[[ Document section open ]]

To which I replied with a brief (but probably not brief enough for them) version of the story above, ending with "...so he told me to fill out another bond form with the full amount on it, and I put in all the details that they put in, except I changed it so I'm getting the full bond rather than a split because"

"Yep thanks we feel like we understand your story thanks.  But if you put in all the details they put in, that means they didn't put in the number at the top.  Why didn't they put in the number at the top?"

"I dunno. What's the number at the top?"

It's the number assigned to the bond when it's lodged.  My bond didn't have such a number.  Because my landlord failed to lodge it.  Which is a bad thing landlords shouldn't do.  Tenancy indicated they'd be interested in speaking to my landlord about this matter, and I said that the place was now handled by a property manager, and gave his details.

It was the weirdest thing.  20 minutes later the property manager was on the phone, seeking to confirm with me the quickest way to send me the full amount of the bond plus a little something to say thank you for your loyal tenancy.  The money was in my account the same day.

This is the story of a few minor gripes.  Anyone who has rented in New Zealand can top this story.  Because anyone who has rented in New Zealand has taken part in a marketplace whose twin currencies are money and contempt.  It is contempt that leads someone who is demonstrably, thousands-of-dollars-in-fines-ably in the wrong to tell you "You must be joking" when you mention legal rights which can be googled in .69 seconds.  It is contempt that makes a class of people who will charge you almost half of your income to wade in do-I-have-to-say-this-again actual human shit and take a cold shower afterwards believe that they have a right to inquire whether you have visited a KFC recently.  Say what you like about KFC.  I've used their toilets before, and they never exploded.

[[ Document section closed ]]
[[ Recorded data open ]]

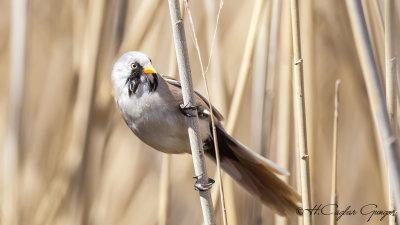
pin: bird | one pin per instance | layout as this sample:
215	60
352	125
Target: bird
151	104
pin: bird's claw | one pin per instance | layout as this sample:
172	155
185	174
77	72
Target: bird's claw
186	110
203	187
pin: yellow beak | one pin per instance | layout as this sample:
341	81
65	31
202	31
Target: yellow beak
149	70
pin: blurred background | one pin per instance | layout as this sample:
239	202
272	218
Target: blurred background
67	156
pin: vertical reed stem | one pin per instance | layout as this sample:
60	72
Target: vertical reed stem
188	100
300	116
10	171
390	81
334	156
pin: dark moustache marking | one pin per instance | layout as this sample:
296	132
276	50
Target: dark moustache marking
133	81
153	84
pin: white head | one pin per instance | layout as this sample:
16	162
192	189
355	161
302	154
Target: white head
130	65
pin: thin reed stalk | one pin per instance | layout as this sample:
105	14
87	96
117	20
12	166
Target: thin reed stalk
164	190
244	66
137	30
188	100
239	92
284	102
390	82
59	188
10	155
214	130
387	138
166	161
300	116
217	83
334	153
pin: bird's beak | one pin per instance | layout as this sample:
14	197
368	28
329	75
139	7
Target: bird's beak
149	70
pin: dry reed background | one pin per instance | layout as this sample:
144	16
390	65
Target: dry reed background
78	163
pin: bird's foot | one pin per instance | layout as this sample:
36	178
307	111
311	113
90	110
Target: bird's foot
203	187
187	110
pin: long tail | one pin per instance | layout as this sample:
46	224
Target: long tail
255	173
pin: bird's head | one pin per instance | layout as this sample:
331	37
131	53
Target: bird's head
131	65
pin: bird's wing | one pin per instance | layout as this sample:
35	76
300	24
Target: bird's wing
199	98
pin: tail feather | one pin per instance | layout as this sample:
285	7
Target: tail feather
256	174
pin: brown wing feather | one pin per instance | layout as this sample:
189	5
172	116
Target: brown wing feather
199	99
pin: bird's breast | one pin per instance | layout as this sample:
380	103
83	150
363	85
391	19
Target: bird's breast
156	119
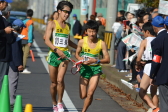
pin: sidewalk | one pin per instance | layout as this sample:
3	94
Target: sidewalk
114	77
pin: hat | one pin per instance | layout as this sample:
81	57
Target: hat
99	15
166	20
158	21
74	15
18	22
133	20
9	1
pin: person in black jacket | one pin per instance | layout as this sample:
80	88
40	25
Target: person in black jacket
4	40
159	64
16	65
77	27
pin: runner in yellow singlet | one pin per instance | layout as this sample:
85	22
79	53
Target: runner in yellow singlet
58	45
89	49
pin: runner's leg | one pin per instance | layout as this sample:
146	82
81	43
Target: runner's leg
60	80
83	83
145	82
53	87
92	87
154	95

[[ Recorded data closed ]]

• **List of tasks**
A. Decide whether each statement below agrees with the bond story, answering yes or no and quoting the deciding words: (i) The property manager phoned about 20 minutes after the writer spoke with Tenancy. (ii) The bond money reached the writer's account a week later. (iii) The landlord had lodged the bond.
B. Print the part of the bond story from "It's the number" to "gave his details.", copying it word for word.

• **Answers by task**
A.
(i) Yes: "20 minutes later the property manager was on the phone"
(ii) No: "The money was in my account the same day."
(iii) No: "Because my landlord failed to lodge it."

B.
It's the number assigned to the bond when it's lodged.  My bond didn't have such a number.  Because my landlord failed to lodge it.  Which is a bad thing landlords shouldn't do.  Tenancy indicated they'd be interested in speaking to my landlord about this matter, and I said that the place was now handled by a property manager, and gave his details.